Start of RECORDS FOR THIS TASK

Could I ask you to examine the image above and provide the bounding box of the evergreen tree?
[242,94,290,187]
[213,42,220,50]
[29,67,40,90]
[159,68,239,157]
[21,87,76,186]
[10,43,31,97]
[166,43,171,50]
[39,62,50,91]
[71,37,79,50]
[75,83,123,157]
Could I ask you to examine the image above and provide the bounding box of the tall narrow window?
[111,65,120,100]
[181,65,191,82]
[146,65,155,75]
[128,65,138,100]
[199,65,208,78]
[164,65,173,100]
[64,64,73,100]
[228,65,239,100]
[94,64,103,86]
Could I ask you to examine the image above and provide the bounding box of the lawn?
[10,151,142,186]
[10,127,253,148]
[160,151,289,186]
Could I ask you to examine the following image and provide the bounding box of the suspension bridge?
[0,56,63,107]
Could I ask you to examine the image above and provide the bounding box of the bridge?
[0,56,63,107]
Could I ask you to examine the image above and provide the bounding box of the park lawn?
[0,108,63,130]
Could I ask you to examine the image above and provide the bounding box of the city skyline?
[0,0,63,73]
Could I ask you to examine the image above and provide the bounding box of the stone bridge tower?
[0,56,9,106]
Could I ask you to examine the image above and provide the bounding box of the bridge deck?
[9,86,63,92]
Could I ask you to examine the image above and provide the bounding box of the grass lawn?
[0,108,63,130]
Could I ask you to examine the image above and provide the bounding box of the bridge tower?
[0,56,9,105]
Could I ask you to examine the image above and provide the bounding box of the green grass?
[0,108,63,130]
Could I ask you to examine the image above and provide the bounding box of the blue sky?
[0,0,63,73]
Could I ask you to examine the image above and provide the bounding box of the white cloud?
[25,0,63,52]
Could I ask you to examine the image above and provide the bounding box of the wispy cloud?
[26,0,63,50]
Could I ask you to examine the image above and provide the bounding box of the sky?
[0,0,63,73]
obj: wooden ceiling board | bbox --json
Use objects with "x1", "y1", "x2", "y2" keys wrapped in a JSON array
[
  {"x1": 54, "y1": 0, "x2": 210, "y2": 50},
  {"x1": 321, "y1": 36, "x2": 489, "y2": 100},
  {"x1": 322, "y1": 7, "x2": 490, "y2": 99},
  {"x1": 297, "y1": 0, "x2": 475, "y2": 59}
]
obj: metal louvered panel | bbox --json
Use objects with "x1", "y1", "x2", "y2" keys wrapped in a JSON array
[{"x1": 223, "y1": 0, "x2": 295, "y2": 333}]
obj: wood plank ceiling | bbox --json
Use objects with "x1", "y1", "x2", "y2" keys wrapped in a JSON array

End of RECORDS FOR THIS TASK

● **WHAT IS NEEDED**: How many lines in the rows above contain the string "bbox", counting only matches with the same case? Reply with the number alone.

● **WORKED ANSWER**: 3